PROBLEM REQUIREMENTS:
In the faith reflection, what fear was a constant in the writer's growing-up years?

TEXT EXTRACT:
I return to that memory often.
I consider how things might have been, if my own plans had been manifest. We would have missed out on God's desperately needed provision. And the ministry lessons I learned while there are priceless. I just had no way of knowing that God was getting ready to work in my behalf. I believe the same truth permeates our lives today. For me it means doing the best I can with the information available. I believe God honors that. That He sees us trying to do our best, trying to follow Him the best we can. I believe that He allows us to do our best and then He shows us HIS best so that we can see the difference. So I live my life trusting that God's best is able to break into my reality at any moment. My step of faith is to then relinquish my own ideas and plans to yield to His. I have to trust that God's mercy is bigger than my attempts to make everything fall into place. When things get jumbled and bumbled because my best cannot pull us through, I have to trust that God not only can, but will, straighten things out so that His Glory shines through. And when my heart is mangled and tangled, I have to trust that He can unravel what I've done with good intentions and set things right.
In this uncertain journey called life, the best we can do is to step out in faith, doing what we genuinely believe is the next right thing. When we do it prayerfully, asking for guidance and provision, we simply have to go with what we got, and then trust God to rearrange when necessary. I'm trusting Him to do this. In mercy and love. Closing doors that need closing, and opening just the right one.
Saturday, July 21, 2012
The other day in Bible study one of our participants was speaking of the fear of God in her life. She spoke of the holy reverence that she feels. I have been sitting with my own thoughts and feelings about such a phrase--fear of God.
In my life's journey, fear has been a dominant player, from early on. The fear of loss a constant in my growing up years, wondering who would leave next. In my early faith life my fear was always about trying to keep God from leaving. If I could just be good enough, maybe the thing I feared most wouldn't happen.
I don't fear God in that way anymore, as One who watches everything I do, watching for that moment I will mess up, ready to head for the door. I remember the day my whole perspective changed. I was sitting in church, racked with guilt for something I had done or had left undone. In my heart I was pleading with God to forgive me, begging Him for mercy. And I felt these words pass across my heart, an aching Question: "What kind of monster do you think I Am?"

DATA RECORDS:
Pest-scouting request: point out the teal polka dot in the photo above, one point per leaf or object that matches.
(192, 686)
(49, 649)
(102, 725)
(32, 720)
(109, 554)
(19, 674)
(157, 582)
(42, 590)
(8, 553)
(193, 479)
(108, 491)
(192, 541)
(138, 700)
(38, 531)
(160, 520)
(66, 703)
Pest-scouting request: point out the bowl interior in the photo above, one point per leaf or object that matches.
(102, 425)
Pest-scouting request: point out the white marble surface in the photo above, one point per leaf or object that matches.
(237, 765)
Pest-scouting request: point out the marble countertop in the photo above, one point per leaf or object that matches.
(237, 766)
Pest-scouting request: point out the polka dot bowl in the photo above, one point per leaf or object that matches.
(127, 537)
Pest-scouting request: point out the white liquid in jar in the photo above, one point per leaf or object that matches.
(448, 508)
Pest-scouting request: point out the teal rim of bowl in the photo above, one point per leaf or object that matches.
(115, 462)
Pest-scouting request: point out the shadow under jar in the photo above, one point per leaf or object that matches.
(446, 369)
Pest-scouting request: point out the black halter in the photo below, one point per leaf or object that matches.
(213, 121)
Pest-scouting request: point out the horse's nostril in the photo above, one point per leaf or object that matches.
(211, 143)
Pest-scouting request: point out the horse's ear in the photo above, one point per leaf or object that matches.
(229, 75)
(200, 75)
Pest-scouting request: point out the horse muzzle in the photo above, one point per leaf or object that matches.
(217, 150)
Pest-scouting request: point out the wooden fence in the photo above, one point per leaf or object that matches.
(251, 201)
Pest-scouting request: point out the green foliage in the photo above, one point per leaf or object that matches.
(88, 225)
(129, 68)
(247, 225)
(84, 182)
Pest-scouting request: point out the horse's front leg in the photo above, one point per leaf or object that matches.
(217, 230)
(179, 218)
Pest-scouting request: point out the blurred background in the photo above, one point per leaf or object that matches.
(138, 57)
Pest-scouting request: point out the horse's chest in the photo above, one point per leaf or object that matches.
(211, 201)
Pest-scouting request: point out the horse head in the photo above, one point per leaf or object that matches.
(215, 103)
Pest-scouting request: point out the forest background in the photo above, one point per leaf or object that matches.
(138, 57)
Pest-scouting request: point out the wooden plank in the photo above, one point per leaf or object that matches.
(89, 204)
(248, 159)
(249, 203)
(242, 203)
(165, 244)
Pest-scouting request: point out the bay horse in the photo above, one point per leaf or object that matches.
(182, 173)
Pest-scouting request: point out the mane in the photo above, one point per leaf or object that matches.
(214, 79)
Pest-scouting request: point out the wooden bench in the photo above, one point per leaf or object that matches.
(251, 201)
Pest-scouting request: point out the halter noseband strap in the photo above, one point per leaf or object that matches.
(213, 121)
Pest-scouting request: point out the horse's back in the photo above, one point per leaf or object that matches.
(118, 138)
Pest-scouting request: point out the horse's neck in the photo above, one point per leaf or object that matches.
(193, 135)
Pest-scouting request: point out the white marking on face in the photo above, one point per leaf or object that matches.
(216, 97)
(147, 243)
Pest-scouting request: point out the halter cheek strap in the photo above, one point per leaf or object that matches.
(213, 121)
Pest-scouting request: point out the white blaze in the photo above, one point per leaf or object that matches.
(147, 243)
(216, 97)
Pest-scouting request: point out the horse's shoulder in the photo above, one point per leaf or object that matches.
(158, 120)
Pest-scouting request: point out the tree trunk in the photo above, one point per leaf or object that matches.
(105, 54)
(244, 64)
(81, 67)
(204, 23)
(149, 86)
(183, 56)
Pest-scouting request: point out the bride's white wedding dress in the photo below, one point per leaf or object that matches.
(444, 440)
...
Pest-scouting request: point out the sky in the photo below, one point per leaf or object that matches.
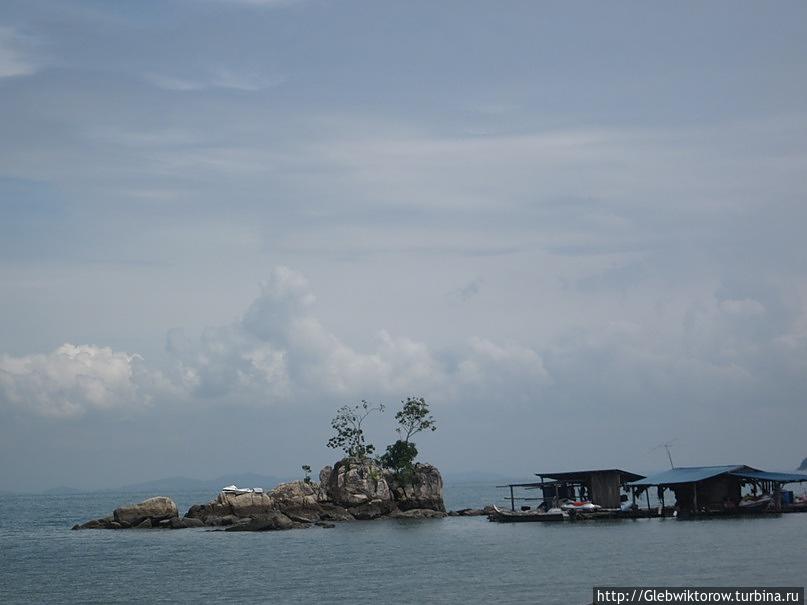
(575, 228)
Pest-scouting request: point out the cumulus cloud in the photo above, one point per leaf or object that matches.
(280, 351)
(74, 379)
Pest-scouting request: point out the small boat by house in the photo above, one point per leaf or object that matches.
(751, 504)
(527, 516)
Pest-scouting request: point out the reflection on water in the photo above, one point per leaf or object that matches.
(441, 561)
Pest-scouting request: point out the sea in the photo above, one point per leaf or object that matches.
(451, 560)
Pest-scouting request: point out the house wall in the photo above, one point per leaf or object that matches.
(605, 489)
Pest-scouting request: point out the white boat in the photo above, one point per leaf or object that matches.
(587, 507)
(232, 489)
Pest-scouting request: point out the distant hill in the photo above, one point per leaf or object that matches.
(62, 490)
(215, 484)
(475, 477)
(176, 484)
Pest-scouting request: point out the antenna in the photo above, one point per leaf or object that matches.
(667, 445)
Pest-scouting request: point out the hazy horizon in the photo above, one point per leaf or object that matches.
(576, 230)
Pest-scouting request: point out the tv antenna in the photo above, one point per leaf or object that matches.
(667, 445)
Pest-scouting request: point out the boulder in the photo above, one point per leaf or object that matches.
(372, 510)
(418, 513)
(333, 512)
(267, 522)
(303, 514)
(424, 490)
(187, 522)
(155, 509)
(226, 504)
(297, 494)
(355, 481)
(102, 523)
--
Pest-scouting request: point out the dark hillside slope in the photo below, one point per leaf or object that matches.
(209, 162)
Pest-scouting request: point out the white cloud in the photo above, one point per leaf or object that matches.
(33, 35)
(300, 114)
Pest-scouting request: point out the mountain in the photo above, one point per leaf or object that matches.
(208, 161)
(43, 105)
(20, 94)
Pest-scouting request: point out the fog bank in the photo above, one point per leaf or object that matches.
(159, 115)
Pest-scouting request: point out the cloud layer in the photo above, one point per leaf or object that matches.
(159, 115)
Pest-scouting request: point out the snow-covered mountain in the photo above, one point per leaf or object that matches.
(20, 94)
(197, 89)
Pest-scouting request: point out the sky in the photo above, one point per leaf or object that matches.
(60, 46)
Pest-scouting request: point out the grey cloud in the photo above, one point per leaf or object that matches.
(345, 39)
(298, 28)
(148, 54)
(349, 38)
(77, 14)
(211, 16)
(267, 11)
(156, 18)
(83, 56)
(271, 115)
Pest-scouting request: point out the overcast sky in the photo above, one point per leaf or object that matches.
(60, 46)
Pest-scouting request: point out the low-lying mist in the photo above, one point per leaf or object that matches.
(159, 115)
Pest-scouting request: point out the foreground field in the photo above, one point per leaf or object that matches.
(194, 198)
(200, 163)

RESULT FOR THIS EXERCISE:
The fear of loss, wondering who would leave next.